▸ Problems and tasks
1 - Answer these questions using the geometry engine text.
(a) Which numeric precision and frame rate does the text give for gaming?
(b) How close to C does SBCL compile the generated inner loops?
(c) Which community first motivated the project?
2 - Using the geometry engine text, explain why CAD is considered feasible today on SBCL.
3 - Extend the geometry engine text from its last sentence, in the same style.

▸ Text block

════════════════

Prong 3 — probabilistic: the LLM as constraint explorer.

The LLM proposes constraint system structures: "Here's a four-bar linkage with these initial parameters." The solver validates deductively. The LLM diagnoses failures: "The solver can't converge because constraint A and constraint B conflict — the offset exceeds available column space given the pivot locations." The LLM proposes alternatives; the solver checks.

The LLM handles what cannot be formalized: model selection (which force field for this molecule class?), interpretation (why did the simulation fail?), creative generation (suggest a design that meets these spec limits). The gate ensures the LLM proposes only — it never executes.

One representation, all domains.

The same constraint kernel drives engineering (CAD/CAM — float64, micron precision, batch solve), gaming (float32, 144fps, iterative solve), and UX layout (pixel-aligned, 120fps, layout constraints). CLOS dispatch selects the solver backend based on the precision context and frame deadline. The constraint language is the same; the solver varies by domain.

Lisp macros generate optimized inner loops from the constraint DSL — typed, inlined, unstyled — that SBCL compiles to within 2x of C. The hot path narrowphase runs as native code, not through generic function dispatch.

Origin: Drexler's APM community and Godot.

The motivation came from Eric Drexler's atomically precise manufacturing community, which wanted to use Godot as a molecular machine design suite. A game engine provides exactly what molecular nanotechnology design requires: real-time 3D, constraint-based physics, collision detection, and interactive spatial editing. But Godot's C++/GDScript substrate has no provenance tracking, no validity envelopes, and no epistemic awareness. A Lisp geometry engine on the three-pronged architecture provides what the APM design suite needs: the constraint kernel ensures geometric consistency (deductive), the provenance store tracks force field parameters and validity envelopes (empirical), and the LLM proposes molecular machine designs guided by physical constraints (probabilistic).

Computational feasibility.

  • CAD: feasible today on SBCL. Float64 is native, no frame deadline, CLOS dispatch at design scale (thousands of constraints, not millions).
  • UX layout: feasible today. 2D constraints at 120fps with moderate scene complexity.

════════════════

▸ Collected data entries
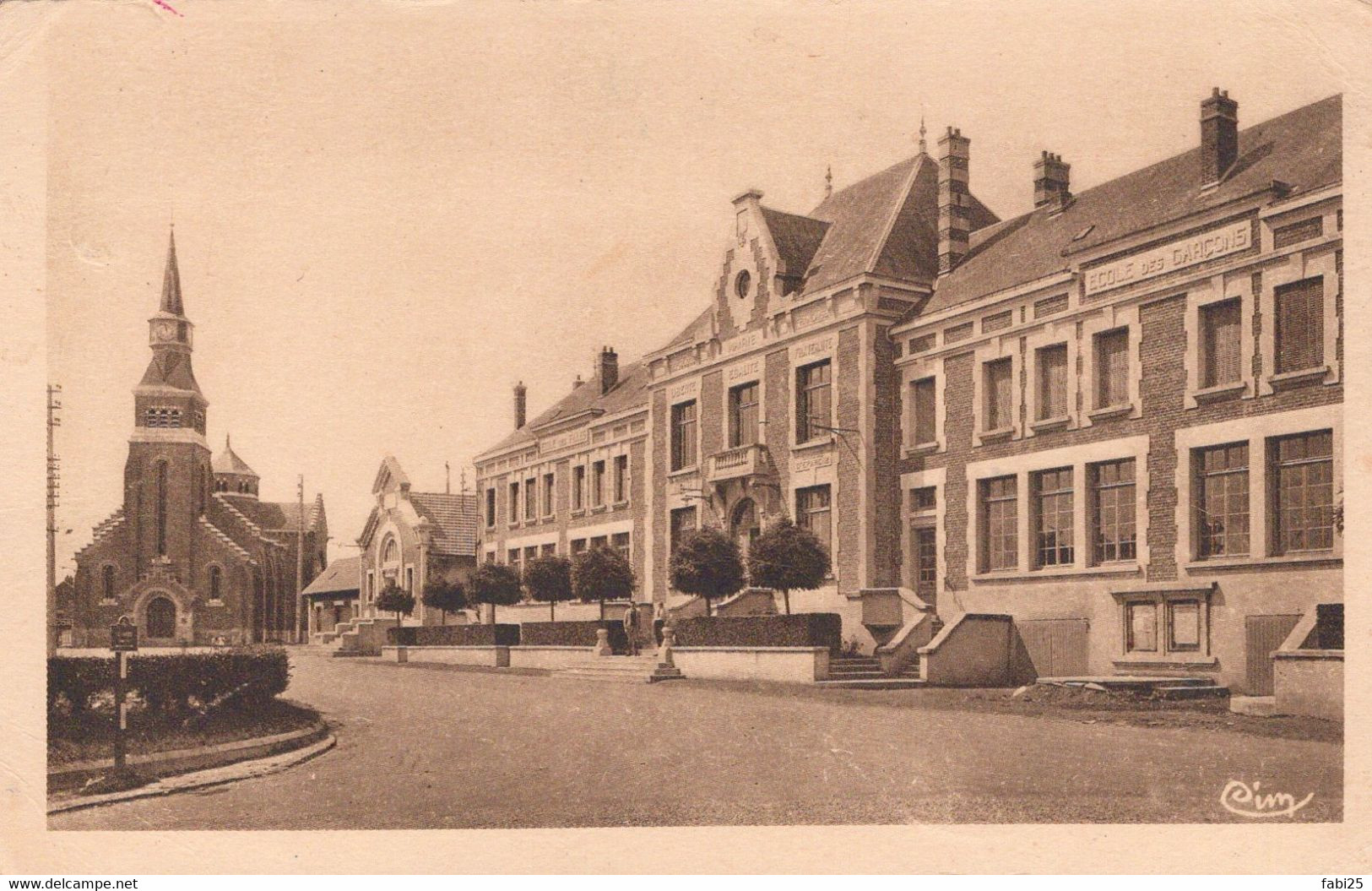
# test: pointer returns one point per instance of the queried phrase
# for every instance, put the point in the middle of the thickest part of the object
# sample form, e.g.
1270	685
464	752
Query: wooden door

════════════════

▸ Responses to the tasks
1 -
(a) Float32 and 144fps.
(b) To within 2x of C.
(c) Eric Drexler's atomically precise manufacturing community.

2 - CAD is feasible today on SBCL because float64 is native and CAD has no frame deadline. CLOS dispatch also works at design scale, which means thousands of constraints rather than millions.

3 -
  • Gaming at 144fps: needs Stage 3 hardware (tagged RISC-V, hardware GC, geometry accelerators). CLOS dispatch overhead and GC tail latency on commodity hardware consume too much of the 6.9ms frame budget for AAA scene complexity.
  • The LLM-guided constraint search (prong 3) makes the symbolic approach tractable at assembly scale — the LLM proposes, the solver validates, successful patterns cache as deductive rules.

Connection to Passepartout's three-pronged architecture.

The three-pronged section of the architecture describes "two reasoning engines and one data store": the symbolic engine (ACL2, formal proofs, deductive gate rules), the provenance store (empirical parameters with sources, validity envelopes, confidence intervals), and the probabilistic oracle (the LLM, proposing within gate bounds).

The geometry engine is not an application that happens to use this architecture. The geometry engine IS the architecture made concrete. The constraint solver IS the symbolic engine reasoning about design rules. The material property database IS the provenance store. The designer exploring alternatives IS the LLM oracle proposing and the solver validating. The gate checking a design against the validity envelope before permitting it to be released to manufacturing IS the same gate that checks a shell command against security policy.

Stage 3 hardware makes it run fast enough for real-time domains. That is where the geometry engine meets the Lisp machine — the killer app that justifies and defines the hardware feature set.